Rewrite the part of the data that opens with the line containing "the curved metal" and runs through the end, replacing "innermost point" with "centermost point" and changing nothing else.

----- GIVEN RECORDS -----

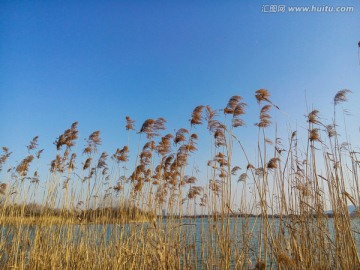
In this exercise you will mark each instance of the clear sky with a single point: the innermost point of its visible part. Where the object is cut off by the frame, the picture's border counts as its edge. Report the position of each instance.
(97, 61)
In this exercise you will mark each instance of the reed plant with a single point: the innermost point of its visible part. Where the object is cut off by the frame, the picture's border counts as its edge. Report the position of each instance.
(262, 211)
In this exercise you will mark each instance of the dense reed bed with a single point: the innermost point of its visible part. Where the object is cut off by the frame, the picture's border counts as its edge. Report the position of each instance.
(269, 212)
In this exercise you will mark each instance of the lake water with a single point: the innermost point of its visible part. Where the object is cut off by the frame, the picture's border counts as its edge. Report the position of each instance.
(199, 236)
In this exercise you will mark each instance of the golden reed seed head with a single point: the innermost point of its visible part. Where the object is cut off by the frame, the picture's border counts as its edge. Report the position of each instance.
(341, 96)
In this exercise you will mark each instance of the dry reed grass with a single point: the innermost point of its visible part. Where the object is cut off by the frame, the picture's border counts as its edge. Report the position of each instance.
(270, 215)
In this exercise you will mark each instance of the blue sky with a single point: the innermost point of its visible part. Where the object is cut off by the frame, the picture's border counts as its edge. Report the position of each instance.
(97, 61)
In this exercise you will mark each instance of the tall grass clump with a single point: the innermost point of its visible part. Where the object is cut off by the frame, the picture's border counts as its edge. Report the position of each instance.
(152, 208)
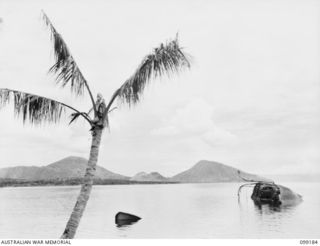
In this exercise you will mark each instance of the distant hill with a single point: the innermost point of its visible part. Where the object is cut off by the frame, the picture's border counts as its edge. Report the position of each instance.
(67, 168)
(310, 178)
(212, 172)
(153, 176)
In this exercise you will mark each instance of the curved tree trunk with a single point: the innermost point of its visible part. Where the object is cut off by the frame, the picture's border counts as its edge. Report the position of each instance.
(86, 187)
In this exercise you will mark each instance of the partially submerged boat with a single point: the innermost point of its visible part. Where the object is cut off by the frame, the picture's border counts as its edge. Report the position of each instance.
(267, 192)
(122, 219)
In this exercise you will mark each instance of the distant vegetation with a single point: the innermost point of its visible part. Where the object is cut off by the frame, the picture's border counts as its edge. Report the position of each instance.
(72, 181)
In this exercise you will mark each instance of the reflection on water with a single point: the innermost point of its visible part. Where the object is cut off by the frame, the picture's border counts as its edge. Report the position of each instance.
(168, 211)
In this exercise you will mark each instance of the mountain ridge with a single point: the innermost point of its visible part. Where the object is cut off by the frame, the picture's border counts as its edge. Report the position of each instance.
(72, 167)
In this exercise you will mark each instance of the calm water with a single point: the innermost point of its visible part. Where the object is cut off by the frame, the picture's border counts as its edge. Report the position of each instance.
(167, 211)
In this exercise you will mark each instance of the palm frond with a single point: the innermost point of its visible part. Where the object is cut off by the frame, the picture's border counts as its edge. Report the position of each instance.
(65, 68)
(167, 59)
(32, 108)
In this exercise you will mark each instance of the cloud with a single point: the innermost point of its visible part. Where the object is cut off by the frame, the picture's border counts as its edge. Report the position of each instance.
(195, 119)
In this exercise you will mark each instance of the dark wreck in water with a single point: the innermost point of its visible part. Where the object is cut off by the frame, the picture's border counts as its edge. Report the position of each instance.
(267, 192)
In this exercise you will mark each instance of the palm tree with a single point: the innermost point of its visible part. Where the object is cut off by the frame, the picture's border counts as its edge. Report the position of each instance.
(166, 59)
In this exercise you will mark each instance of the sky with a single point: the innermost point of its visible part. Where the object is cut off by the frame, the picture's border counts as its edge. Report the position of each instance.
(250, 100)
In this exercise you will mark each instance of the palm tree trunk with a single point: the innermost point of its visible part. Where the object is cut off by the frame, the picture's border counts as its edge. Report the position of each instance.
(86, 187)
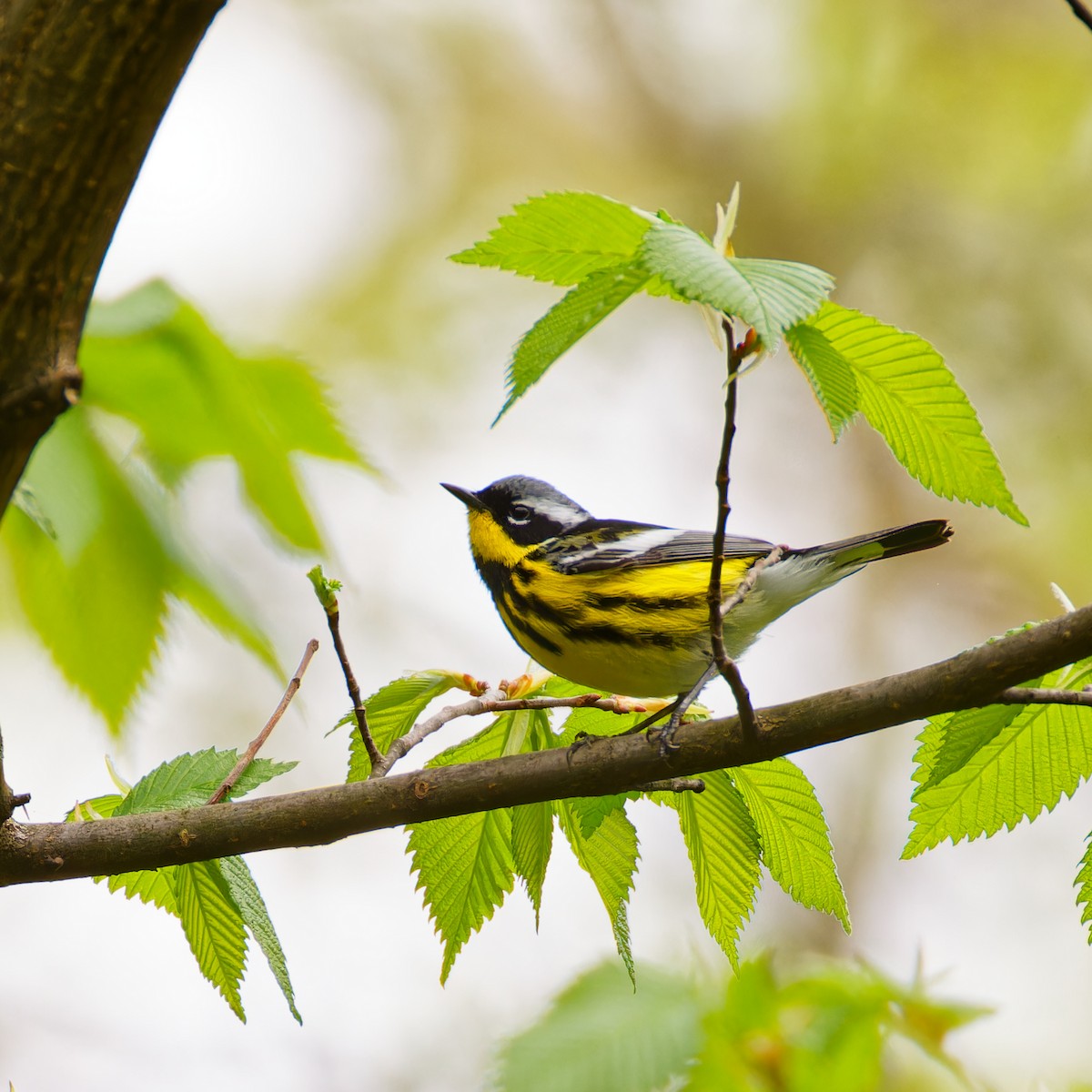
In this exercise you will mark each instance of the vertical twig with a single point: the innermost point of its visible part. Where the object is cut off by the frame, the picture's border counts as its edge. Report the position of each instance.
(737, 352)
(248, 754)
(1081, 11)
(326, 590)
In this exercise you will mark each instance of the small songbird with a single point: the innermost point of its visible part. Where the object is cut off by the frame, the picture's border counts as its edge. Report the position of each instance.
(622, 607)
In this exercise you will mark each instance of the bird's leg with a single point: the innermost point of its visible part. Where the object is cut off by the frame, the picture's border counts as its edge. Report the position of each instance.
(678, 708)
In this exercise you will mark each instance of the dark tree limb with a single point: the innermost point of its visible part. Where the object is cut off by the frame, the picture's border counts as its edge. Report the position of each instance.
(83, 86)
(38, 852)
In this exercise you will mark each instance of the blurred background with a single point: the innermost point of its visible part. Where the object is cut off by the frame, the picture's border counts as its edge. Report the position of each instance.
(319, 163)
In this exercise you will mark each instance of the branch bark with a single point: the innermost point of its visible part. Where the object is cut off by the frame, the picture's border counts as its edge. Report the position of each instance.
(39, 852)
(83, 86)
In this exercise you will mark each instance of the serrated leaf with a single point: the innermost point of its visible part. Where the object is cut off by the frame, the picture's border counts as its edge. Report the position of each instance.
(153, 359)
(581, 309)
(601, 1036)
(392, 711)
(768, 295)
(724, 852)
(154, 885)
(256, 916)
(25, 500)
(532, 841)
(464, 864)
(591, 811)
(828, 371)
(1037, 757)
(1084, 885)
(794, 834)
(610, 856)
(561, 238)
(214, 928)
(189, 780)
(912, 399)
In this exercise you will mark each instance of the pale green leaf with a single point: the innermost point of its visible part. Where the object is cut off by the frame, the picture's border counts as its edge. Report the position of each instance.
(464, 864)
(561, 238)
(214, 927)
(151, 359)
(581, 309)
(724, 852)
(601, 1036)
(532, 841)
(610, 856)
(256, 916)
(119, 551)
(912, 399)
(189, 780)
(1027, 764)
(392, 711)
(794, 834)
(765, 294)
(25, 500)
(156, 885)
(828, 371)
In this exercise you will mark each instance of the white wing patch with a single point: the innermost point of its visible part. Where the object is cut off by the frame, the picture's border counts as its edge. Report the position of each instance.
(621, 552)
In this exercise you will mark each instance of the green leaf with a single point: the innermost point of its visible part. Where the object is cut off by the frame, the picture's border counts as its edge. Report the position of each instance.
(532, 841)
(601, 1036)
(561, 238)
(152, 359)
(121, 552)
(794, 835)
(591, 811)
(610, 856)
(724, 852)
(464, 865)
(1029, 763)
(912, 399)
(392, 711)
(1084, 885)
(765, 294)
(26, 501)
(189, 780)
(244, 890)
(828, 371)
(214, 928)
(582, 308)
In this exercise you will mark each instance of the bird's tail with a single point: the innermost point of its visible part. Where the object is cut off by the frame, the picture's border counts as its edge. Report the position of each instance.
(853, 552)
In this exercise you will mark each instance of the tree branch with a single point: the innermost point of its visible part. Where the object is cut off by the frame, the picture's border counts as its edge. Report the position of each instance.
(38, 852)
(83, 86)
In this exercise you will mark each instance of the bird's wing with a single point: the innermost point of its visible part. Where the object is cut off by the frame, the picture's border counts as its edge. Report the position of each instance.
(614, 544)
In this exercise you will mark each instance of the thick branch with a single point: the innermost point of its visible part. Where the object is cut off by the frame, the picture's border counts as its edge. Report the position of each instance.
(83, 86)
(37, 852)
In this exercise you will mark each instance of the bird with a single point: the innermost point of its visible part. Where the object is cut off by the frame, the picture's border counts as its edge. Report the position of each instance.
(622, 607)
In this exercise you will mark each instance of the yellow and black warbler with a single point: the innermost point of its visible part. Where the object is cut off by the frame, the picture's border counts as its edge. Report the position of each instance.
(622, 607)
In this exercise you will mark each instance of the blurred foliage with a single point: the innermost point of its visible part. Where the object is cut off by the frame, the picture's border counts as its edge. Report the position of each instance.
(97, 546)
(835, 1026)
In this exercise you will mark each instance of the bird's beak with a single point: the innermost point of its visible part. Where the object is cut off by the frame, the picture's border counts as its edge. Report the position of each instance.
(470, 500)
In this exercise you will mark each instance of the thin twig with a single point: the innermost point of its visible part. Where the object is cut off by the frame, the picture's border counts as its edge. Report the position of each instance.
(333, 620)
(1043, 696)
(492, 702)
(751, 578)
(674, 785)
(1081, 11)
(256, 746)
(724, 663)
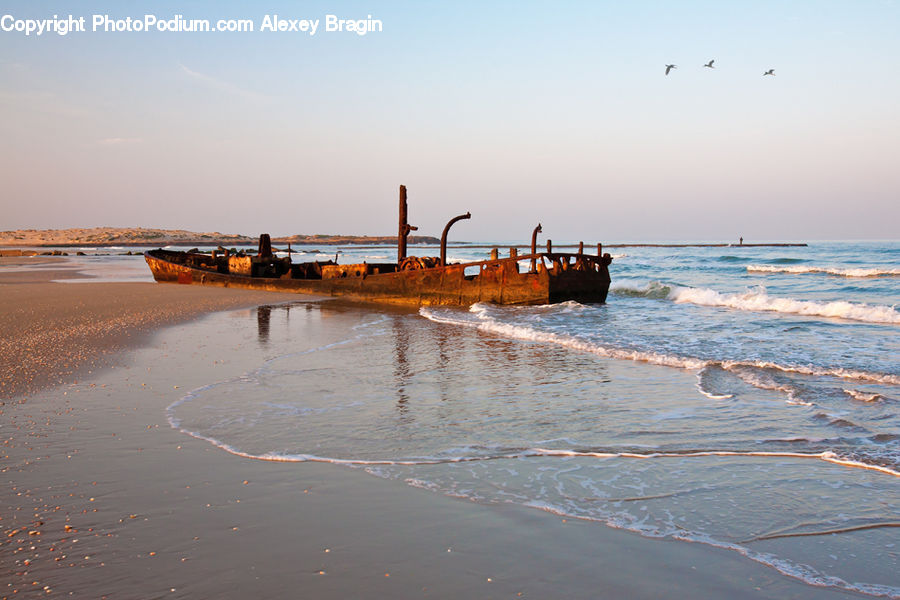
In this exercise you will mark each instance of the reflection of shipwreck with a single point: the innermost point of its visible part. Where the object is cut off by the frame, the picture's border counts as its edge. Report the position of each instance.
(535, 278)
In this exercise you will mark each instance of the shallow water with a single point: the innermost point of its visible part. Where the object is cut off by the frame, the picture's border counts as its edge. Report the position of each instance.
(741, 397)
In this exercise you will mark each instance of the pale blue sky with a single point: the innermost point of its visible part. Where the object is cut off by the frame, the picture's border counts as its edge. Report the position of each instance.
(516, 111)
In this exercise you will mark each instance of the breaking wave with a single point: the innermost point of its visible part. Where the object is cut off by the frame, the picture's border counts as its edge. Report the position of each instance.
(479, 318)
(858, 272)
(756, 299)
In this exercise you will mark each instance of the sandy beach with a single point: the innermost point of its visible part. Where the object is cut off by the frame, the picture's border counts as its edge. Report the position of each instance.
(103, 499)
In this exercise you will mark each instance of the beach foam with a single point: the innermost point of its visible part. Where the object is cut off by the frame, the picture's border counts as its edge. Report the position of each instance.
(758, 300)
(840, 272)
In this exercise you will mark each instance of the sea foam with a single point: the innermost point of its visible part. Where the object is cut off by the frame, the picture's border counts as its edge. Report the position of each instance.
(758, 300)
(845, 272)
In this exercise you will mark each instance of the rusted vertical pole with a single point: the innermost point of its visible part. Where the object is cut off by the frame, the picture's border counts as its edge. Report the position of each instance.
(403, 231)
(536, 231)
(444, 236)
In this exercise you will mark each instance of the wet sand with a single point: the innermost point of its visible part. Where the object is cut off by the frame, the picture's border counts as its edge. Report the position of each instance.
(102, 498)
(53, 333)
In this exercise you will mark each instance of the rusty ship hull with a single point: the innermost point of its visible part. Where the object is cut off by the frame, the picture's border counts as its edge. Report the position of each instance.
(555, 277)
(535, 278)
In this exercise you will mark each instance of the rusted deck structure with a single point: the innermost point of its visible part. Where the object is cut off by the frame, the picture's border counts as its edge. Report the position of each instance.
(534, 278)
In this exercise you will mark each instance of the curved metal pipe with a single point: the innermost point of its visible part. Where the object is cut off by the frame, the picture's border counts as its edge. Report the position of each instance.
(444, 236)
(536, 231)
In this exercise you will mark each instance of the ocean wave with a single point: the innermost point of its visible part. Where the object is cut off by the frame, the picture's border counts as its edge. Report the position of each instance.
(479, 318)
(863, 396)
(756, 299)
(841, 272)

-----

RESULT BELOW
In this exercise you will mark each instance of the curved metal pipe with a single point: the centermost point of its visible part. Where the object is cut off by the frame, the picture's border counts as its edge. Report the position of each instance.
(444, 236)
(536, 231)
In this exercise you will mark each instance of the ocean wave with a single point: the centermost point of its visible part. Where the object is cut off by the frame, the picture's border counts as its edge. Report the position of each instance.
(479, 318)
(863, 396)
(756, 299)
(841, 272)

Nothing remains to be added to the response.